== YOUR OBJECTIVE ==
Give the rows below as a two-column CSV headed input and output, one line per row. Put each row's text in input and its answer in output, wrapping each field in double quotes and replacing any line breaks with spaces.

[A data block]

* BEGIN *

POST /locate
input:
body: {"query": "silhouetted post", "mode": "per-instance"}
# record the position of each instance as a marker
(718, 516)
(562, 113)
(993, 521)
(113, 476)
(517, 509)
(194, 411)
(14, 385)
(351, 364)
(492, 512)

* END *

== ANSWER TO THIS EXERCISE ==
input,output
"POST /locate input: body: {""query"": ""silhouetted post"", ""mode"": ""per-instance""} # record the position of each instance as a marker","(718, 516) (562, 113) (993, 521) (113, 476) (517, 509) (194, 411) (14, 385) (351, 364) (492, 512)"